-- Start Data for the task --

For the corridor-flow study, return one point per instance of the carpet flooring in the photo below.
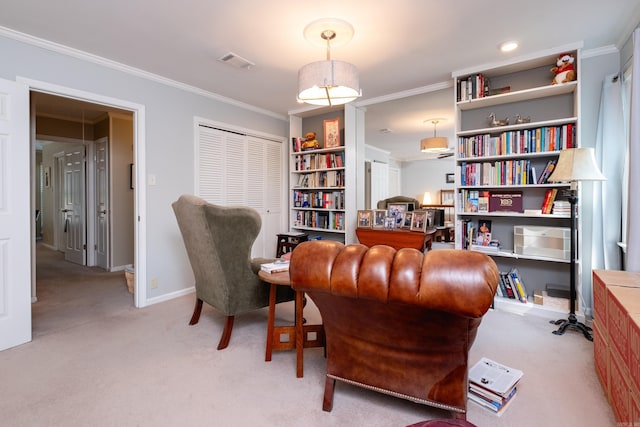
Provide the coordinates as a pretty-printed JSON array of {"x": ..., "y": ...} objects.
[{"x": 96, "y": 360}]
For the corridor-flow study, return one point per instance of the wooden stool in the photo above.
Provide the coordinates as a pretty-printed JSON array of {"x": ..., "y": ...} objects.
[{"x": 288, "y": 241}]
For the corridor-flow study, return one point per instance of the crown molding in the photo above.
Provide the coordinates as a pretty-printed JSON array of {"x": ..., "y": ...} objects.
[{"x": 85, "y": 56}]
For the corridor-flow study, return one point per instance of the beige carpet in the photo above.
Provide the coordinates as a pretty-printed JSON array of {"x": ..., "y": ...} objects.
[{"x": 95, "y": 360}]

-- End Data for the task --

▶ Work to complete
Copy out the data above verbatim, starting from the line containing "stool in the photo above." and continuing through the end of the data, with both of those lines included.

▶ Written answer
For the corridor-flow study, return one point per instance of the wooden stool in the photo above.
Provide the coordinates as a pretty-printed JSON array of {"x": ..., "y": ...} objects.
[{"x": 288, "y": 241}]
For the corridor-flow study, return one point per instance of the crown molding in the photo above.
Provide the coordinates as a pretty-printed JSON array of {"x": ..., "y": ...} objects.
[{"x": 85, "y": 56}]
For the corridor-flow study, return one point per instance of the beige carpet in the photo above.
Provide the coordinates as a pretty-printed JSON array of {"x": ..., "y": ...} objects.
[{"x": 95, "y": 360}]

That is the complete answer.